Selected extract:

How would it not causally influence the brain scan? Are you saying two-boxers can make decisions without using their brains? ;-)

In any event, you didn't answer the question I asked, which was at what point in time does the two-boxer label the decision "irrational". Is it still "irrational" in their estimation to two-box, in the case where Omega decides after they do?

Notice that in both cases, the decision arises from information already available: the state of the chooser's brain. So even in the original Newcomb's problem, there is a causal connection between the chooser's brain state and the boxes' contents. That's why I and other people are asking what role time plays: if you are using the correct causal model, where your current brain state has causal influence over your future decision, then the only distinction two-boxers can base their "irrational" label on is time, not causality.

The alternative is to argue that it is somehow possible to make a decision without using your brain, i.e., without past causes having any influence on your decision. You could maybe do that by flipping a coin, but then, is that really a "decision", let alone "rational"?

If a two-boxer argues that their decision cannot cause a past event, they have the causal model wrong. The correct model is one of a past brain state influencing both Omega's decision and your own future decision.

For me, the simulation argument made it obvious that one-boxing is the rational choice, because it makes clear that your decision is algorithmic. "Then I'll just decide differently!" is, you see, still a fixed algorithm. There is no such thing as submitting one program to Omega and then running a different one, because you are the same program in both cases -- and it's that program that is causal over both Omega's behavior and the "choice you would make in that situation". Separating the decision from the deciding algorithm is incoherent.

As someone else mentioned, the only way the two-boxer's statements make any sense is if you can separate a decision from the algorithm used to arrive at that decision. But nobody has presented any concrete theory by which one can arrive at a decision without using some algorithm, and whatever algorithm that is, is your "agent type". It doesn't make any sense to say that you can be the type of agent who decides one way, but when it actually comes to deciding, you'll decide another way.

Given data:
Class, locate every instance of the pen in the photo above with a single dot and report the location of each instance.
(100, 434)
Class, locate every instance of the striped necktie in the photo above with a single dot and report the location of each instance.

Work required:
Answer these about the forum post on Newcomb's problem, one per line:
1. What does the post give as the correct causal model?
2. What method does it suggest might allow a decision with no influence from past causes?
3. Which argument made one-boxing obviously rational to the writer?

Answer to this exercise:
1. A past brain state that influences both Omega's decision and your own future decision.
2. Flipping a coin.
3. The simulation argument.